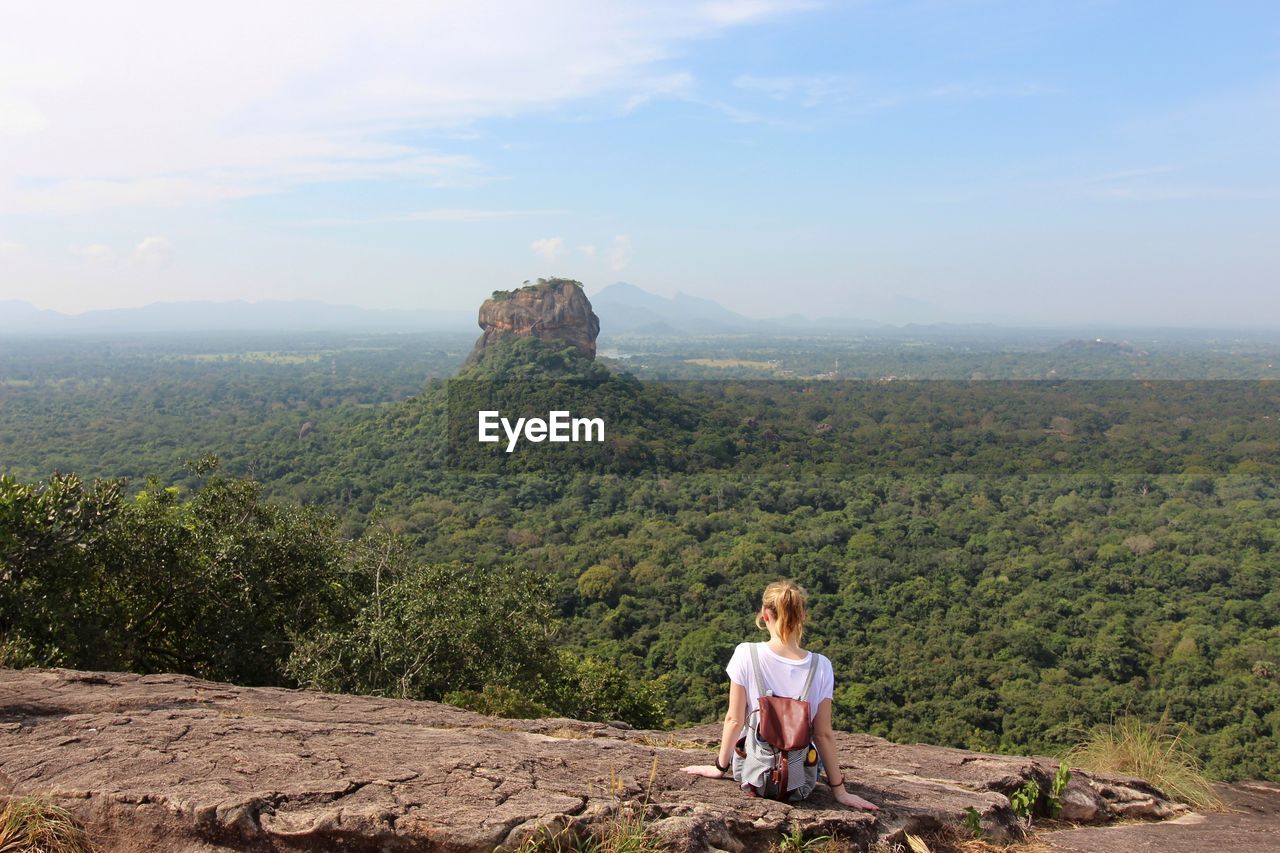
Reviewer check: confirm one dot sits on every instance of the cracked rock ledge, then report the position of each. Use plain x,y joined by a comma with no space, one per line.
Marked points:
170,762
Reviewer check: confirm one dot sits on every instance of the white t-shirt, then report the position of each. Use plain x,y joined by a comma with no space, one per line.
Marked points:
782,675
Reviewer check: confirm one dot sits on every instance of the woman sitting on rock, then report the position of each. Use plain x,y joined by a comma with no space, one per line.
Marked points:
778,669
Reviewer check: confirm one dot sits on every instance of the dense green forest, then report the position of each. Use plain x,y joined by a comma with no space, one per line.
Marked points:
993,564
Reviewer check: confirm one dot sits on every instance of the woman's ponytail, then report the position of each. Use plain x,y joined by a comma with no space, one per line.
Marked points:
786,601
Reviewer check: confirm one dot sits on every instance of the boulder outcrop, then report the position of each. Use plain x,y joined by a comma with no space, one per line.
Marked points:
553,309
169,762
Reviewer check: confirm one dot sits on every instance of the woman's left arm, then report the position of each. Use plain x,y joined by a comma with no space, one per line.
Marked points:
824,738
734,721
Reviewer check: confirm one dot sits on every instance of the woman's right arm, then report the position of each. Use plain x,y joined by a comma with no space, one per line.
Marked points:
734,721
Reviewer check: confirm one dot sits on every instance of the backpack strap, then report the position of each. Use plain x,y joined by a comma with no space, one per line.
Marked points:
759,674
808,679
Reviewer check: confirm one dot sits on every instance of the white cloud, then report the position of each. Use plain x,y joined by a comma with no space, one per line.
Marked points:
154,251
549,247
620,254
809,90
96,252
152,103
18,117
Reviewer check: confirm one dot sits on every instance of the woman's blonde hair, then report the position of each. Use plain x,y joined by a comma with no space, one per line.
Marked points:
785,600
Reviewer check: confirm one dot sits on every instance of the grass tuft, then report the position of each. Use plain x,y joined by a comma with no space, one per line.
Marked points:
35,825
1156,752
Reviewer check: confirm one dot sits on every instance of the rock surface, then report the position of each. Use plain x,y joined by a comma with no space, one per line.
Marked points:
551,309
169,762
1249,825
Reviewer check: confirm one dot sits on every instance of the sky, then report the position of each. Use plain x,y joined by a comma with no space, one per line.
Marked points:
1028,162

To do:
Every line of the data above that includes "woman" should be listed.

Your response:
Reviewer check: confirm one dot sits on every instance of the woman sitting on rock, then report the position of each. Use plain x,y joined by a comma with no space, one per line.
Reviewer check: confirm one dot sits on every instance of the woman's ponytail, then report the position of each. Use plain x,y joined by a comma with no space, one per line.
Reviewer check: confirm one dot sits on every instance of the woman's left arm, then report the position of each. Use plain x,y joined by a comma with no space, one per line.
Reviewer check: confirm one dot sits on every instance of the woman's right arm, then report the position of each. Use plain x,y joined by a comma with no space, one per line.
Reviewer check: confirm one dot sits on every instance of the woman's blonde hair, then report the position of each. Use plain x,y joined by a comma with no space, one per line.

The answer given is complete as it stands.